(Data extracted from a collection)

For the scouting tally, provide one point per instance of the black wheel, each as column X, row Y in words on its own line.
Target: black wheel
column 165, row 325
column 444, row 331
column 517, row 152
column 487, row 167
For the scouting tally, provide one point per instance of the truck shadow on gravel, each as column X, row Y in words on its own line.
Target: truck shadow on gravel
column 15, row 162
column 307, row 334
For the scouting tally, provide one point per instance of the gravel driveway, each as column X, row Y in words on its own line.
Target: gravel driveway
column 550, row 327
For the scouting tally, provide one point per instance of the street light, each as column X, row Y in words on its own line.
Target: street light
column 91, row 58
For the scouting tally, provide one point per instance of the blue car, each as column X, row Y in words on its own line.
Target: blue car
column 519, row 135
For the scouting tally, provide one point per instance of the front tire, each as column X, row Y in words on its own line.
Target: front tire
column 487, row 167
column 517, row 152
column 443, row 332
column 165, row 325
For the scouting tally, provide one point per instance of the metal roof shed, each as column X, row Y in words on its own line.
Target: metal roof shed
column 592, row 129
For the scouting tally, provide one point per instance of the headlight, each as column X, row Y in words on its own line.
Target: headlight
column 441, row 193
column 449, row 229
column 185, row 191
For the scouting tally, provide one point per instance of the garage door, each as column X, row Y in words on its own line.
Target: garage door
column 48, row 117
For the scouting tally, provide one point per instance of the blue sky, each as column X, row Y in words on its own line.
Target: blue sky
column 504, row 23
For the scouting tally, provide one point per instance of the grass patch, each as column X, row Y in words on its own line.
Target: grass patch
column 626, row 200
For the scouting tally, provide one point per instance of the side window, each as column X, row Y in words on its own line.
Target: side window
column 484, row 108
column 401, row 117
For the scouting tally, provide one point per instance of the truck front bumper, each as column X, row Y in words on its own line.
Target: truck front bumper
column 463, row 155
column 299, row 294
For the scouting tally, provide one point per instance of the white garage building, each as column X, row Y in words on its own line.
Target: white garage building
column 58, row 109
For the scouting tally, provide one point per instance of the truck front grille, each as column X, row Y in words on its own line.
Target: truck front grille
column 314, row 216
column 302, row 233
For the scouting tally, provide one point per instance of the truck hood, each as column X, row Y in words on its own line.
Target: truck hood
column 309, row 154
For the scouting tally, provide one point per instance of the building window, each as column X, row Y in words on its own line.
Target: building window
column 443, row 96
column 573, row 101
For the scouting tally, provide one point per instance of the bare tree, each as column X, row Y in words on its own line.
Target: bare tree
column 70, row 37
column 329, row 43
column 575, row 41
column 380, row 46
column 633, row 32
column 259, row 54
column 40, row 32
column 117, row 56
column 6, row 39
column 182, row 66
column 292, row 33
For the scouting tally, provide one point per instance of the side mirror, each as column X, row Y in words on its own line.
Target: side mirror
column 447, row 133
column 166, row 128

▶ EXERCISE: Extract the complete data, matching each line exactly.

▶ SOLUTION TO THE EXERCISE:
For the scouting tally, provide one point per instance of the black wheel, each as column X, row Y in words on its own line.
Target: black wheel
column 165, row 325
column 444, row 331
column 517, row 152
column 487, row 167
For the scouting tally, provide one point per instance of the truck shadow on gravel, each as column X, row Y in words on its own line.
Target: truck shadow on gravel
column 15, row 162
column 307, row 334
For the scouting tally, provide one point per instance of the gravel driveway, each as column X, row Y in words on its own line.
Target: gravel driveway
column 550, row 327
For the scouting tally, provide one point per instance of the street light, each as column X, row Y in words on its own line.
Target: street light
column 91, row 58
For the scouting tally, provide one point per instance of the blue car, each as column X, row Y in words on its own line.
Target: blue car
column 519, row 135
For the scouting tally, provide one point per instance of the front tire, each as column X, row Y in words on its own line.
Target: front tire
column 487, row 167
column 517, row 152
column 443, row 332
column 165, row 325
For the scouting tally, provide one point per instance of the metal roof shed, each as column X, row Y in words on its own line.
Target: metal roof shed
column 592, row 129
For the scouting tally, provide one point per instance of the headlight, each as column X, row Y in words on its own line.
Target: headlight
column 441, row 193
column 449, row 229
column 185, row 191
For the scouting tally, provide one point per instance of the garage door, each as column X, row Y in words on its own line.
Target: garage door
column 48, row 117
For the scouting tally, provide one point per instance of the blue sky, each as column X, row Y in words on its own line.
Target: blue sky
column 504, row 23
For the scouting tally, provide one point per instance of the grass patch, each as column X, row Y in words on its own line.
Target: grass patch
column 626, row 200
For the scouting tally, provide one point per instance of the side window, each as column X, row Y in words on its own line.
Target: side window
column 484, row 108
column 401, row 117
For the scouting tally, provide one point per instance of the truck front bumper, each as column X, row Y in words on its own line.
Target: truck front bumper
column 463, row 155
column 299, row 294
For the scouting tally, provide one point per instance of the white garage building, each as column X, row Y in words on its own line.
Target: white garage building
column 58, row 109
For the scouting tally, provide one point per instance of the truck front grille, each as column X, row Y in words on its own line.
Target: truck front grille
column 314, row 216
column 302, row 233
For the scouting tally, provide one point per instance of the truck hood, each as column X, row Y in words on its own line.
Target: truck hood
column 309, row 154
For the scouting tally, provide one point per instance of the building window, each as column X, row Y in words on its own line.
Target: building window
column 443, row 96
column 573, row 101
For the scouting tally, provide one point per instance of the bare tree, each as column X, row Y in words on its own line.
Target: bare tree
column 70, row 37
column 329, row 43
column 575, row 41
column 380, row 46
column 633, row 32
column 259, row 54
column 40, row 32
column 117, row 56
column 6, row 39
column 182, row 66
column 292, row 33
For the scouting tally, provide one point per instance of the side mirror, each as column X, row Y in words on its own line.
Target: side mirror
column 447, row 133
column 166, row 128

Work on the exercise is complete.